:: Short exercise ::
Copy out only the span from the line with "Where can you find the bollard" to the end of the data, both ends kept, word for word.

:: Records for this exercise ::
····················
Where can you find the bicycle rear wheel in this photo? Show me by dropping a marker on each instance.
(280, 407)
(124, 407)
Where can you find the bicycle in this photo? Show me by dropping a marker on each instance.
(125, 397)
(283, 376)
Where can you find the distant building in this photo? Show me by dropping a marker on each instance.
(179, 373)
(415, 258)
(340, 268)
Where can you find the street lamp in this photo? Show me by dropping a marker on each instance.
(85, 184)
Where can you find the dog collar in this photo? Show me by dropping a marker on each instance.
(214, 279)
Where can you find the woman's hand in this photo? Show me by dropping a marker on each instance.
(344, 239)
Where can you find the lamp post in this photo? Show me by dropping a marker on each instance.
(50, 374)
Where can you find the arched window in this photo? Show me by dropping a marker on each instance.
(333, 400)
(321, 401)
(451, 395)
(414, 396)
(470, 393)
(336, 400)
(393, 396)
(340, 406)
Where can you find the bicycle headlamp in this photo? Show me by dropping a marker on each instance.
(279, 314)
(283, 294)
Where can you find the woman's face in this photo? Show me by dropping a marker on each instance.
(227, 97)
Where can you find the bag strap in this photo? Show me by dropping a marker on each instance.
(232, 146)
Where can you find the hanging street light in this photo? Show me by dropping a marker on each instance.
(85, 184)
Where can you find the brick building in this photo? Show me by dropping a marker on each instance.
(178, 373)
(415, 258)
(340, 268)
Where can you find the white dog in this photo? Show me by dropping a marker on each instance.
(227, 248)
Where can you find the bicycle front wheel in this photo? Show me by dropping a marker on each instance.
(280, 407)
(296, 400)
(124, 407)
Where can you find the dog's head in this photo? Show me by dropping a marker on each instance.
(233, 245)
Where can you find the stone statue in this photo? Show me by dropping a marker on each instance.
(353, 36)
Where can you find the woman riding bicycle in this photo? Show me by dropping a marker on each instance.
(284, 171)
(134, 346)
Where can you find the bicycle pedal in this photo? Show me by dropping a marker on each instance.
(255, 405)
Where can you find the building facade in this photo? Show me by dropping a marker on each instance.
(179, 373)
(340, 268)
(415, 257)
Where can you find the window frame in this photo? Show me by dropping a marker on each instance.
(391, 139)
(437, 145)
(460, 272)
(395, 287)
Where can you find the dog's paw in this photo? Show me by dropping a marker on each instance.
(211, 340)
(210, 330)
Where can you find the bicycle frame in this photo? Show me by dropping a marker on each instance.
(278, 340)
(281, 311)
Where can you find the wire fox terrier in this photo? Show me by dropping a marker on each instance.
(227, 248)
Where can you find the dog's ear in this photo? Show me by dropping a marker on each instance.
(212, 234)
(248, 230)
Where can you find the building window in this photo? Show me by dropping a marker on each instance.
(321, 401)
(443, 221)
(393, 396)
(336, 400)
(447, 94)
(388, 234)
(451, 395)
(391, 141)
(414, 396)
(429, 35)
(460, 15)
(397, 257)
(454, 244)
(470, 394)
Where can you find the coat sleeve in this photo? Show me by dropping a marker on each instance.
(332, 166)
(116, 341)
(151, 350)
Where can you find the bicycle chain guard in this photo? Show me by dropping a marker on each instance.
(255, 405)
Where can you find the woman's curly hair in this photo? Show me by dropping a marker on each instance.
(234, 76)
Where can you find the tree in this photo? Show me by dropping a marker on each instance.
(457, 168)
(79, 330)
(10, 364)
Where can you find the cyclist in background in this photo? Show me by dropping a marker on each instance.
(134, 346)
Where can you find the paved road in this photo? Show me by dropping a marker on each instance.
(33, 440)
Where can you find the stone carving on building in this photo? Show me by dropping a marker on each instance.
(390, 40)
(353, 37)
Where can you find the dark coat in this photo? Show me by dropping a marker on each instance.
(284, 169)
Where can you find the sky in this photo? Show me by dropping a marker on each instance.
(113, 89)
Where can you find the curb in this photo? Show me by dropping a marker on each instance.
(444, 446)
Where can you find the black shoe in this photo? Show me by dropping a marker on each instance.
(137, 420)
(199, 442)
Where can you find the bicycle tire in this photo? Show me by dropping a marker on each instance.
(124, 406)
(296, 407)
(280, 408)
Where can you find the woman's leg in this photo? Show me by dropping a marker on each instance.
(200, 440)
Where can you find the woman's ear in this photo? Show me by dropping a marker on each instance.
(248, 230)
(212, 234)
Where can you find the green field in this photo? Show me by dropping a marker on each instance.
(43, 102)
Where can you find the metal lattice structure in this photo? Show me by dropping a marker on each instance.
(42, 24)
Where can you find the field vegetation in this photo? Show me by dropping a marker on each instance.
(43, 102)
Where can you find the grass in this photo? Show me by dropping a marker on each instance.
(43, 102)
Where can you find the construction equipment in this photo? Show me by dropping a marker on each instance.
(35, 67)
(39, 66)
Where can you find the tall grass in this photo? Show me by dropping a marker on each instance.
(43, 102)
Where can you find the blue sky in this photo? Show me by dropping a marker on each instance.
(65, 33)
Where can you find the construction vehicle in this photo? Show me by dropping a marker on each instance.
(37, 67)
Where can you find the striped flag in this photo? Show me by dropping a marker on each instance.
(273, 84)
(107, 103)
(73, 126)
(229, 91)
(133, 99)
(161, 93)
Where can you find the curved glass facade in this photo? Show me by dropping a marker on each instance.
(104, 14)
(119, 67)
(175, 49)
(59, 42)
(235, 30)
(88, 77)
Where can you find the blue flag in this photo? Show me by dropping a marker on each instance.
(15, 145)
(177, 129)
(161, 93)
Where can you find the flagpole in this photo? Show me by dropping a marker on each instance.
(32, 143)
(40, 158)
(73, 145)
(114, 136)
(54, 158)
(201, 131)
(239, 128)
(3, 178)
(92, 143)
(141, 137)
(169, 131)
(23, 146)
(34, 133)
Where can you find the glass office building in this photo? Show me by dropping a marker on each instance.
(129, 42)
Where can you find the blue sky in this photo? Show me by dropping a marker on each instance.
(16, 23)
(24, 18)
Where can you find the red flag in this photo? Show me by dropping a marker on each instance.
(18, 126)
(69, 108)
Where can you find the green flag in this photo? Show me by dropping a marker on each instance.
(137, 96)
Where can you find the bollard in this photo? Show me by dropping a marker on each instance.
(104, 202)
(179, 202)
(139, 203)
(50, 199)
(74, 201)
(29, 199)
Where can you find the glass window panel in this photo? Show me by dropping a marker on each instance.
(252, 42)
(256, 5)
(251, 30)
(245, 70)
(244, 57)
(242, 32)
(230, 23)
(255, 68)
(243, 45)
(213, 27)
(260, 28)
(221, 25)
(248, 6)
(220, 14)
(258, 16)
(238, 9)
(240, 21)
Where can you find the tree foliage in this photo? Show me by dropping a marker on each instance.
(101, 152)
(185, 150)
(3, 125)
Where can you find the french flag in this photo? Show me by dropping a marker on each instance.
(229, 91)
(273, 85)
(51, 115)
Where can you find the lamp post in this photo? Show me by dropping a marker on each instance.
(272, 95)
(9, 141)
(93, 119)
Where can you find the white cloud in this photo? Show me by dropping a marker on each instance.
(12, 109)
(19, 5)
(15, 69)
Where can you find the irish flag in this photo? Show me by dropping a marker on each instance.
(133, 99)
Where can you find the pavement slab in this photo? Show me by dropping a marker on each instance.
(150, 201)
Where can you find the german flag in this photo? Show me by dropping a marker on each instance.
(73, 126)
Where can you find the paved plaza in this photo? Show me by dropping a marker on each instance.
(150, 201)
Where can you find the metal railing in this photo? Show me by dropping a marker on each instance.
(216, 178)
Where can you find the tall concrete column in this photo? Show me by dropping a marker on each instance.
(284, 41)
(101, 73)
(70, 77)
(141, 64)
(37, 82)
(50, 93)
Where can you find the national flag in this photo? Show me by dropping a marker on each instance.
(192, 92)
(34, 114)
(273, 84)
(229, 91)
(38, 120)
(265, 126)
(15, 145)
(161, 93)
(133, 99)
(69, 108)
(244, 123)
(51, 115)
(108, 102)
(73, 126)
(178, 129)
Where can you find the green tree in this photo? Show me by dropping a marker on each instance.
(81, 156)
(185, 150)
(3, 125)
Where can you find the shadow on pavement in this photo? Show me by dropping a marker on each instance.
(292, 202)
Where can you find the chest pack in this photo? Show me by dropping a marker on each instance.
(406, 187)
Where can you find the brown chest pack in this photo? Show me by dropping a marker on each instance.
····················
:: Answer to this exercise ::
Where can you find the bollard in this photo? Show me by dropping a marker on each instance.
(104, 202)
(179, 202)
(139, 203)
(50, 199)
(74, 201)
(29, 199)
Where can you find the glass window panel in this photo? Show me by dropping a marker on each instance.
(252, 42)
(256, 5)
(251, 30)
(245, 70)
(244, 57)
(242, 32)
(230, 23)
(255, 68)
(243, 45)
(213, 27)
(260, 28)
(221, 25)
(248, 6)
(220, 14)
(258, 16)
(238, 9)
(240, 21)
Where can you find the tree foliage in this photo? Show me by dropping a marker on each instance.
(101, 152)
(185, 150)
(3, 125)
Where can you find the french flag in this photo? Show me by dropping a marker on each instance.
(229, 91)
(273, 85)
(51, 115)
Where can you find the lamp post in this photo? Show me by dropping a marker on each instance.
(272, 95)
(9, 141)
(93, 119)
Where can you find the white cloud in this photo? Show me by dropping a marker on each instance.
(12, 109)
(19, 5)
(15, 69)
Where can you find the irish flag in this photo? Show me by dropping a marker on each instance.
(133, 99)
Where can you find the pavement slab in this photo? Show me by dropping a marker on each instance.
(150, 201)
Where can you find the german flag in this photo? Show me by dropping a marker on each instance.
(73, 126)
Where can you find the paved plaza in this photo? Show me by dropping a marker on each instance.
(150, 201)
Where can you find the metal railing in this photo? Show me by dropping a marker on each instance.
(216, 178)
Where can you find the tall concrete column in this photo? Show me by dropping a marker on each instance.
(284, 41)
(101, 73)
(70, 77)
(141, 64)
(37, 82)
(50, 93)
Where can you find the national flag in this photo? Show me by dropping a marker on each instance.
(192, 92)
(34, 114)
(273, 84)
(229, 91)
(38, 120)
(265, 126)
(15, 145)
(161, 93)
(133, 99)
(69, 108)
(244, 123)
(51, 115)
(108, 102)
(73, 126)
(178, 129)
Where can you find the green tree in this photo? Show me by dropping a marker on each instance.
(81, 156)
(185, 150)
(3, 125)
Where can you find the shadow on pavement in this photo? Show me by dropping a marker on each instance.
(292, 202)
Where can you find the chest pack in this photo? Show me by dropping a marker on each instance.
(406, 187)
Where can you find the brown chest pack in this photo? Show me by dropping a marker on each instance.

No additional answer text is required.